#### [Available records]
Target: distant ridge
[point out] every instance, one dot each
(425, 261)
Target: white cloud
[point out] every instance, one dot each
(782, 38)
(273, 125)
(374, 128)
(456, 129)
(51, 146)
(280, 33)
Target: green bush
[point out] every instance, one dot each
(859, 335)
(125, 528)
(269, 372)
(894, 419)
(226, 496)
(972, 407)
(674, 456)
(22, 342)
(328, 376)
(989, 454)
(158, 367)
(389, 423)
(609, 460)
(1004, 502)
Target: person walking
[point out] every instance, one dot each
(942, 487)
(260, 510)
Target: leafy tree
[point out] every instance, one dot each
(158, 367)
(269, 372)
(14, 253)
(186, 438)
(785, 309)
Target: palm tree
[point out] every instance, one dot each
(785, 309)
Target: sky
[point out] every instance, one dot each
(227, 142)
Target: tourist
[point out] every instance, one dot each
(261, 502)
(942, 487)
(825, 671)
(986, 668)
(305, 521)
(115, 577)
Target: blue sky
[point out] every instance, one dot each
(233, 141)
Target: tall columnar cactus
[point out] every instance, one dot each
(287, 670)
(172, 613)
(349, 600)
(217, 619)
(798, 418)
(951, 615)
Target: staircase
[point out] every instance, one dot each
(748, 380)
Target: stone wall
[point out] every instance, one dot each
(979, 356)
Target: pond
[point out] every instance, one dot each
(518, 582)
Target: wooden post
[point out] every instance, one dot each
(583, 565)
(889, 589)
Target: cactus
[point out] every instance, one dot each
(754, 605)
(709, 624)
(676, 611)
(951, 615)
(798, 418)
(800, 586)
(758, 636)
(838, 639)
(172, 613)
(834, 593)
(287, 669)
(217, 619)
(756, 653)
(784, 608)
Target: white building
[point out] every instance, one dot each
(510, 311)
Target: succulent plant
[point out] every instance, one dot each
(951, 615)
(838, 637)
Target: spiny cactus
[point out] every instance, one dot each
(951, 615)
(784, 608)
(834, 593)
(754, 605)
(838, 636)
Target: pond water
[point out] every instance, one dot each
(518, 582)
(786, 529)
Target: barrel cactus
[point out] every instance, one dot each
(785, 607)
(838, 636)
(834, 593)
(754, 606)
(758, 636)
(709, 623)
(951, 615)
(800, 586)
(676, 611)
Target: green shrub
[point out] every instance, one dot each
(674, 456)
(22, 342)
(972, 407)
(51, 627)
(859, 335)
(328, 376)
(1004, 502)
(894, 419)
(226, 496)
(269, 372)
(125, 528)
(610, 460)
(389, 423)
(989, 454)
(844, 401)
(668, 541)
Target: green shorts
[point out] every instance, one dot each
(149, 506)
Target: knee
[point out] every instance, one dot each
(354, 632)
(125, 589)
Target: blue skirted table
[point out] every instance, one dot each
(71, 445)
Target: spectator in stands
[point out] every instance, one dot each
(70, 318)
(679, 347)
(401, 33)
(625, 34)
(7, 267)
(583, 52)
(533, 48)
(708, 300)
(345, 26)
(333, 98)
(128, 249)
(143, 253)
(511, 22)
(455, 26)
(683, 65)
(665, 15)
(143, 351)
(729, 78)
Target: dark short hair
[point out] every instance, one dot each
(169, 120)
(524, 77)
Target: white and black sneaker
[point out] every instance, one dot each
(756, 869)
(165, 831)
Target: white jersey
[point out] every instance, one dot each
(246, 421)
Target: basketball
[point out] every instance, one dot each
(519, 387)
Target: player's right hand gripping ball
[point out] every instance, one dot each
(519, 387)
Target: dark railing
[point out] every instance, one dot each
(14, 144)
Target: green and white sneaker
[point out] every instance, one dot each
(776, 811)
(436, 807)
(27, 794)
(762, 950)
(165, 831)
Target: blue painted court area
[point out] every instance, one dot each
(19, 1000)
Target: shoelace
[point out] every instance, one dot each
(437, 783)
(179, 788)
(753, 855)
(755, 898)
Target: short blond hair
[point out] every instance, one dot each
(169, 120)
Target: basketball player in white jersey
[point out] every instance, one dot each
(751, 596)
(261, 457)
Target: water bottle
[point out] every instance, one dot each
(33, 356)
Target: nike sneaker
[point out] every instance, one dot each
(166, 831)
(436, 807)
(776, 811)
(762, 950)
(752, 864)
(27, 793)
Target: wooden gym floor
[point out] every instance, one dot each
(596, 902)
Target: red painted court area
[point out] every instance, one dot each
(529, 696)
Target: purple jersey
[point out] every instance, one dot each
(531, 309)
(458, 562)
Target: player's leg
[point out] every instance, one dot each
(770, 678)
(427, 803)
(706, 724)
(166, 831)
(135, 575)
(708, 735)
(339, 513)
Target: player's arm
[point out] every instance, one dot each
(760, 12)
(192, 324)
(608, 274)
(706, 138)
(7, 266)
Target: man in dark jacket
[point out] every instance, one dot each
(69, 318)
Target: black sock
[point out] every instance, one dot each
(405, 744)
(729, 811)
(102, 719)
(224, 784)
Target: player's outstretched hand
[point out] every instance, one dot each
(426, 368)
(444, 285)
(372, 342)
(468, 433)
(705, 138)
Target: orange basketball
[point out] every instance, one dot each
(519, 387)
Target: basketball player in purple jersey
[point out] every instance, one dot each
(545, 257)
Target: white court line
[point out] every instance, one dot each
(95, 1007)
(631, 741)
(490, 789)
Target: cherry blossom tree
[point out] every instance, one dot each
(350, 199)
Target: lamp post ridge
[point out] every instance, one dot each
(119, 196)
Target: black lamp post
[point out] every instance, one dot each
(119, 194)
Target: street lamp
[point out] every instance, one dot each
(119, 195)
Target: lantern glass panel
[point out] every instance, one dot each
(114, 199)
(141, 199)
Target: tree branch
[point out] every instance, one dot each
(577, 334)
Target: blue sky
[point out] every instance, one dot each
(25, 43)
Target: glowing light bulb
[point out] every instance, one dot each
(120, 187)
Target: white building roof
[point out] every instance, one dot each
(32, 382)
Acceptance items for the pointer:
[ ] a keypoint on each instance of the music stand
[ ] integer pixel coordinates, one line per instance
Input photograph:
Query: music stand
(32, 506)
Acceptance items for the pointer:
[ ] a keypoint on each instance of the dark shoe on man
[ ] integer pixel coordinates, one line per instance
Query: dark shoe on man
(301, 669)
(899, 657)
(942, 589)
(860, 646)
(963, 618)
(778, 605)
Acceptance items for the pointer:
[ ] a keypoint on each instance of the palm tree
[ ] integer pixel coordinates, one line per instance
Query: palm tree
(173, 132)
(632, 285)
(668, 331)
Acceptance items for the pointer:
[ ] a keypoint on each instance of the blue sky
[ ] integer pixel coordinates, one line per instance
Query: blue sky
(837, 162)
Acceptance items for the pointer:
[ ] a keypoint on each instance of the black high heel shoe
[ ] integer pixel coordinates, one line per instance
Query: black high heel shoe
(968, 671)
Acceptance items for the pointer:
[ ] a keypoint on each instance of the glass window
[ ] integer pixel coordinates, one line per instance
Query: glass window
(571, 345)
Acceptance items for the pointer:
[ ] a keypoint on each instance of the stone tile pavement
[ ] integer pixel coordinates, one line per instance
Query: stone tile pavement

#### [Exercise instructions]
Repeat exactly, and only, the lines from the one containing "Target: lantern glass panel" through the end of the material.

#### [Answer for the task]
Target: lantern glass panel
[point out] every instance, one dot each
(114, 199)
(141, 199)
Target: tree branch
[point out] every instance, one dot each
(577, 334)
Target: blue sky
[point out] every instance, one dot each
(25, 43)
Target: glowing light bulb
[point out] every instance, one dot each
(120, 187)
Target: white building roof
[point out] every instance, one dot each
(32, 382)
Acceptance items for the pointer:
[ ] a keypoint on each instance of the music stand
[ ] integer pixel coordinates, one line per instance
Input photograph:
Query: music stand
(32, 506)
Acceptance items for the pointer:
[ ] a keypoint on each instance of the dark shoe on man
[ ] integer pixel coordinates, one line per instance
Query: dark shoe on man
(301, 669)
(899, 657)
(942, 589)
(860, 646)
(963, 618)
(778, 605)
Acceptance items for the pointer:
[ ] a keypoint on each instance of the palm tree
[ ] integer pixel coordinates, one line per instance
Query: palm tree
(173, 132)
(632, 285)
(668, 331)
Acceptance items for the pointer:
[ ] a keypoint on each instance of the blue sky
[ ] integer pixel coordinates, one line per instance
Query: blue sky
(837, 162)
Acceptance items for the pointer:
[ ] a keypoint on each instance of the black high heel shoe
[ ] integer pixel coordinates, one line per instance
Query: black high heel shoe
(968, 671)
Acceptance items for the pointer:
[ ] a keypoint on each instance of the glass window
[ ] integer pixel coordinates, one line per instance
Query: glass window
(571, 345)
Acceptance items for the pointer:
[ ] a keypoint on each instance of the stone tile pavement
[ ] integer pixel coordinates, one line per instance
Query: stone tile pavement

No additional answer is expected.